Information provided ->
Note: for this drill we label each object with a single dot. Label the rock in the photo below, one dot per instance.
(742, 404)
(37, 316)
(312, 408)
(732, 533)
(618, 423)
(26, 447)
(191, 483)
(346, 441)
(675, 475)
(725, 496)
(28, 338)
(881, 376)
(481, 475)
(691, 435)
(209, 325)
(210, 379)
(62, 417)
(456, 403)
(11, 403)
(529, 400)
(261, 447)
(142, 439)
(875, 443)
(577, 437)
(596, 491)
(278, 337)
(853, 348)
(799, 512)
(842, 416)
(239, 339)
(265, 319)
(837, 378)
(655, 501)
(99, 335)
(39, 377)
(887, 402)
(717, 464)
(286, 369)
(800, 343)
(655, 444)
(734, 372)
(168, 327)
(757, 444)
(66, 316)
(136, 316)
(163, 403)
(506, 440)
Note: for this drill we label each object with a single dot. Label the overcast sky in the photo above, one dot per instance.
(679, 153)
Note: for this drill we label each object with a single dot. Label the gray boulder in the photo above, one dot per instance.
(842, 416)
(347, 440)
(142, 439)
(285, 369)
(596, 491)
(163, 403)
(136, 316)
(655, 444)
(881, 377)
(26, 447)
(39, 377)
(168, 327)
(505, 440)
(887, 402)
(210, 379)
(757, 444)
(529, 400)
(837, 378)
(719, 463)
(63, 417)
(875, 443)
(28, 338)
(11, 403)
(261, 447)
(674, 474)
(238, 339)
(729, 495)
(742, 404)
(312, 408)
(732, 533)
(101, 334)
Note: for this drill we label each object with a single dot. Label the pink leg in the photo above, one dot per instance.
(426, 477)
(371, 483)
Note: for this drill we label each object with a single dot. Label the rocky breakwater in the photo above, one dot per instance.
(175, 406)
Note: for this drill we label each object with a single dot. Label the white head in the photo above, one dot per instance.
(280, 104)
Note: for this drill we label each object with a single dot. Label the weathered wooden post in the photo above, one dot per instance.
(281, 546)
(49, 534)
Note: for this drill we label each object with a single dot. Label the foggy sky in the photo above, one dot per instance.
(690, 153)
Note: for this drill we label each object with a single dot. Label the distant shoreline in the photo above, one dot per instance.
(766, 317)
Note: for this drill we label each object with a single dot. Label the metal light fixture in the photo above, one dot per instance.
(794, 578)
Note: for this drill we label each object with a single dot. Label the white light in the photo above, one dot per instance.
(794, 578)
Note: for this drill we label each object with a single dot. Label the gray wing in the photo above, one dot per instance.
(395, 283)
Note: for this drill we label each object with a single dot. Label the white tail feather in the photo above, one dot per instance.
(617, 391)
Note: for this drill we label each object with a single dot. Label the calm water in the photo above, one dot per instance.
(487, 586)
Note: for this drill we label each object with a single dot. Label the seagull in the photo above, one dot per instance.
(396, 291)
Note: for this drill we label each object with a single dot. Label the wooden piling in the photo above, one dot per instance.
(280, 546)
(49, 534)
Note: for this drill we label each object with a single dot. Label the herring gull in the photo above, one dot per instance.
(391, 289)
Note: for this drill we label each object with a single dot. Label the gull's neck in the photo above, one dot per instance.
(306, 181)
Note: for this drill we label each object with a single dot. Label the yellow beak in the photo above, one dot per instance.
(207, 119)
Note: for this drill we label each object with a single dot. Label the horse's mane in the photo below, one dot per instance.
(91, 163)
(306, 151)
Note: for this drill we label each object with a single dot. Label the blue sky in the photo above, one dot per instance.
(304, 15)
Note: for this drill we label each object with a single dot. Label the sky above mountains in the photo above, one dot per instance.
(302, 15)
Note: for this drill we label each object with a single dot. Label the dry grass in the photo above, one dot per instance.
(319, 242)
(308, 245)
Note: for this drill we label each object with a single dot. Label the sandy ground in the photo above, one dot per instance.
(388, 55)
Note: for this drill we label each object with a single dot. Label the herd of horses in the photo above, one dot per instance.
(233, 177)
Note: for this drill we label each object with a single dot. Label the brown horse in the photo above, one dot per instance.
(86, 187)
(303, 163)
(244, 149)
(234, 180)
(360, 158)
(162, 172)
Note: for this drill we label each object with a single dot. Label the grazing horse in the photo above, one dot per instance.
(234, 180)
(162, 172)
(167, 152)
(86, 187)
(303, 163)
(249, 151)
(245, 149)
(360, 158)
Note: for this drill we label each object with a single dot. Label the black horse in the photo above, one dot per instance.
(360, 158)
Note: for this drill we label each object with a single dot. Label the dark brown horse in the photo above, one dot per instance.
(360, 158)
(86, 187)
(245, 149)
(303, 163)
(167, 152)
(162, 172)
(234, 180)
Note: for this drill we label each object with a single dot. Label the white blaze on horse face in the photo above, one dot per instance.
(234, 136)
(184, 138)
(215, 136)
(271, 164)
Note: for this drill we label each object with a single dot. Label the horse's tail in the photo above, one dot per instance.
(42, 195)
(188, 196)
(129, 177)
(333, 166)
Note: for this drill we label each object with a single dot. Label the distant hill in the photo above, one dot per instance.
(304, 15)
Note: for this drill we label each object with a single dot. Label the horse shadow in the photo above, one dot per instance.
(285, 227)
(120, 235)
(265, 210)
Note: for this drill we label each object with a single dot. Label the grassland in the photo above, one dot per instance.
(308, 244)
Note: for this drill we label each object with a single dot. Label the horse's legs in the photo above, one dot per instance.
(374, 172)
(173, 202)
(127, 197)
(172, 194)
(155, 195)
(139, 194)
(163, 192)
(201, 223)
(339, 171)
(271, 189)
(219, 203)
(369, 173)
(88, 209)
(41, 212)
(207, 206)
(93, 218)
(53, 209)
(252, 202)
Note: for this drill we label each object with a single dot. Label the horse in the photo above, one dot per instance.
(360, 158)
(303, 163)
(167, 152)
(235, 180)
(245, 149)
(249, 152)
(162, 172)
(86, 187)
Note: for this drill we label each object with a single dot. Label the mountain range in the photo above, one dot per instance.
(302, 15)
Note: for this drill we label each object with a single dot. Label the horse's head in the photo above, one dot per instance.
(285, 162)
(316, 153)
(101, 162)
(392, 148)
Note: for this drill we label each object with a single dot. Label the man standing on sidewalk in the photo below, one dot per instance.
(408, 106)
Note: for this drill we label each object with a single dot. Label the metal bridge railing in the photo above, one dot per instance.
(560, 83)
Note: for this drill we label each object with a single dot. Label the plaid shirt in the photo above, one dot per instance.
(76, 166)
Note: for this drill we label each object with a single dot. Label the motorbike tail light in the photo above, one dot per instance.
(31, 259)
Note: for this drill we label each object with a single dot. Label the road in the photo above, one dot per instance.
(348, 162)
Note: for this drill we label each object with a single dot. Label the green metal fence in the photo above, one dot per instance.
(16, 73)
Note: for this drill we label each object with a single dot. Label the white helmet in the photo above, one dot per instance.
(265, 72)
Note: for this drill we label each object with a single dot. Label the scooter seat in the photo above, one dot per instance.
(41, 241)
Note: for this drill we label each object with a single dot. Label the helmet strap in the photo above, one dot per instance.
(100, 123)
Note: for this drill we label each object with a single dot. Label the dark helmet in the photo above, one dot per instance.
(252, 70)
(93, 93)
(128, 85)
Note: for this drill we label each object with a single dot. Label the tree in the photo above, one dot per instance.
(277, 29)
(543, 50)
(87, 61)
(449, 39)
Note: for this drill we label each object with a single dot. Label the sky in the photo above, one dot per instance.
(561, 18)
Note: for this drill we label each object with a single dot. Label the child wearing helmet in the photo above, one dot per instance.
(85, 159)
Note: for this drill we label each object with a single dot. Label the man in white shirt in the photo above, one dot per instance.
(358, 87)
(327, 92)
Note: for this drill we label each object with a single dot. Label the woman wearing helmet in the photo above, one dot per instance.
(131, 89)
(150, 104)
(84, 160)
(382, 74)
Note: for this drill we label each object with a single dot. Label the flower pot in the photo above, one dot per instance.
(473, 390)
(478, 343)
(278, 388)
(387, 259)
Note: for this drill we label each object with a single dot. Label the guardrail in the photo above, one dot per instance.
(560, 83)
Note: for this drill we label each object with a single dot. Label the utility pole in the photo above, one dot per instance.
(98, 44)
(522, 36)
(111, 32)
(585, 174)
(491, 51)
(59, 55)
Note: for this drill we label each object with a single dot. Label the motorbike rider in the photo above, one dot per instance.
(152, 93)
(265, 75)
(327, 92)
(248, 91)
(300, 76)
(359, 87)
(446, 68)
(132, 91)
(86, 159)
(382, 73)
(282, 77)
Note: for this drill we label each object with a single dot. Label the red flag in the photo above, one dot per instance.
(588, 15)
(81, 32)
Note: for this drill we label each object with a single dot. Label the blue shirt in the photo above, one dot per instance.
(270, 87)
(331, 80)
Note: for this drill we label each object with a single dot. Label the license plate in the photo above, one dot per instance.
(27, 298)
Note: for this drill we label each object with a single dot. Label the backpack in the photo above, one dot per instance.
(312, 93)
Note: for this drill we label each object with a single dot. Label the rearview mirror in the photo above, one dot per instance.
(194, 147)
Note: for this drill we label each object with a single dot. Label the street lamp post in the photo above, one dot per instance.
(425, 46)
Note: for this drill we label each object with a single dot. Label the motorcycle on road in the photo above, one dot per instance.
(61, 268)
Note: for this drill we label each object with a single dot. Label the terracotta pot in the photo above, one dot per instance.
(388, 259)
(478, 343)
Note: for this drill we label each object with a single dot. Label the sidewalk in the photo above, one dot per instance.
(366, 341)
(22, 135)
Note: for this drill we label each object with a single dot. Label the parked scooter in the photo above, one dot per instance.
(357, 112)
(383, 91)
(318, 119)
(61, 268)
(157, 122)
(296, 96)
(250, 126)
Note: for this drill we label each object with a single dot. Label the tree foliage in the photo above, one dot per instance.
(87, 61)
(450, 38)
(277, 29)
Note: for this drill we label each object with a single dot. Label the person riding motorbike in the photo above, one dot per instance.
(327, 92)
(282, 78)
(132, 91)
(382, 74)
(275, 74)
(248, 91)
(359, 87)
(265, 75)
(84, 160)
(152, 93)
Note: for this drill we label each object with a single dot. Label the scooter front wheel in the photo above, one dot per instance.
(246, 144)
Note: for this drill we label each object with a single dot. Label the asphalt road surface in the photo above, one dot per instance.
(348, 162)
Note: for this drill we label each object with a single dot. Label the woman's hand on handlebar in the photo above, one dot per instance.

Work request -> Begin at the line containing "Label the asphalt" and reproduce each line through the end of the records above.

Answer section ->
Note: for this drill we label each object with a single dot. Label the asphalt road surface in the photo above, one dot per instance.
(348, 162)
Note: for this drill we label each object with a single dot. Label the woman's hand on handlebar in the photo above, one dot per instance.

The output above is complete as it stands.